Amid reports of destruction by ISIS, accelerating controversy over U.S. strategy in Iraq, and a growing pessimism towards the situation overall, American sympathy towards suffering Iraqis may easily transform into confusion and inactivity. Daniel Mark wrote last week that the situation for religious minorities in Iraq is “another hard lesson from history about evil, genocide, and the precariousness of religious freedom and human rights.” But as freedom and quality of life deteriorate for many in Iraq, let us not view their plight as simply a learning opportunity. Instead, here is a brief guide on how you and I can begin to care for persecuted minorities from our homes and offices across the Atlantic.

1. Read Up

Minority Rights Group International’s report on the situation in Iraq provides a comprehensive breakdown of the human rights violations occurring across the country and among different religious groups. From one interviewee: “We are living without human dignity. We are living like animals. Sixty people are living in a room of 40 square meters. Two thousand people are using one bathroom. This is in the Church of Mar Yousef.” Iraq is #3 on Open Door’s World Watch List for places where Christians face the most persecution. Find out why.  Barnabas Aid, among other organizations, posts updates on persecution and perseverance directly from the communities they support.

● **Data records**:
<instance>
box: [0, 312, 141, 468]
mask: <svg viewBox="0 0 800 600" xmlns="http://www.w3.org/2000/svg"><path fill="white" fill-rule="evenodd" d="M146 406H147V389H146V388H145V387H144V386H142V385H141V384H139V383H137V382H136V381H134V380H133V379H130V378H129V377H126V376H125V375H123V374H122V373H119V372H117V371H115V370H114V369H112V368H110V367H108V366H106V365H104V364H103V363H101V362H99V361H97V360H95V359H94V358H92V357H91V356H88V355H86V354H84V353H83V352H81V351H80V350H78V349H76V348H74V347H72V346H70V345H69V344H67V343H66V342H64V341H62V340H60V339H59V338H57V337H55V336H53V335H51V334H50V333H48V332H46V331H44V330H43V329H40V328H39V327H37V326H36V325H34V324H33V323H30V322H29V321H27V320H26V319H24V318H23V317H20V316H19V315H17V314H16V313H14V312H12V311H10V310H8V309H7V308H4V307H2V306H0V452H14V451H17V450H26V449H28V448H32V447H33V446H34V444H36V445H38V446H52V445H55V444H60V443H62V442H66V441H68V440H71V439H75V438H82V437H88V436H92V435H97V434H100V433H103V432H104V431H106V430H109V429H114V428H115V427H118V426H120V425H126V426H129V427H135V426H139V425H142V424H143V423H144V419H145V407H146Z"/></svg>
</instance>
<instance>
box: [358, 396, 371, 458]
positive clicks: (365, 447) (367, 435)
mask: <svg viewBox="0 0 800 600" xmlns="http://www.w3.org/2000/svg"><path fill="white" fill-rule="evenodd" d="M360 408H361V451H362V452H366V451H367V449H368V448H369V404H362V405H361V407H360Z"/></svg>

● **Required tasks**:
a. Name every organization that the passage on persecuted minorities in Iraq points readers to for information.
b. Reproduce the listing that follows the Iraq passage, character for character, from start to end.

● **Responses for each task**:
a. Minority Rights Group International, Open Door, Barnabas Aid

b.
<instance>
box: [0, 312, 141, 468]
mask: <svg viewBox="0 0 800 600" xmlns="http://www.w3.org/2000/svg"><path fill="white" fill-rule="evenodd" d="M146 406H147V389H146V388H145V387H144V386H142V385H141V384H139V383H137V382H136V381H134V380H133V379H130V378H129V377H126V376H125V375H123V374H122V373H119V372H117V371H115V370H114V369H112V368H110V367H108V366H106V365H104V364H103V363H101V362H99V361H97V360H95V359H94V358H92V357H91V356H88V355H86V354H84V353H83V352H81V351H80V350H78V349H76V348H74V347H72V346H70V345H69V344H67V343H66V342H64V341H62V340H60V339H59V338H57V337H55V336H53V335H51V334H50V333H48V332H46V331H44V330H43V329H40V328H39V327H37V326H36V325H34V324H33V323H30V322H29V321H27V320H26V319H24V318H23V317H20V316H19V315H17V314H16V313H14V312H12V311H10V310H8V309H7V308H4V307H2V306H0V452H14V451H17V450H26V449H28V448H32V447H33V446H34V444H36V445H38V446H52V445H55V444H60V443H62V442H66V441H68V440H71V439H75V438H82V437H88V436H92V435H97V434H100V433H103V432H104V431H106V430H109V429H114V428H115V427H118V426H120V425H126V426H129V427H135V426H139V425H142V424H143V423H144V419H145V407H146Z"/></svg>
</instance>
<instance>
box: [358, 396, 371, 458]
positive clicks: (365, 447) (367, 435)
mask: <svg viewBox="0 0 800 600" xmlns="http://www.w3.org/2000/svg"><path fill="white" fill-rule="evenodd" d="M360 408H361V451H362V452H366V451H367V449H368V448H369V404H362V405H361V407H360Z"/></svg>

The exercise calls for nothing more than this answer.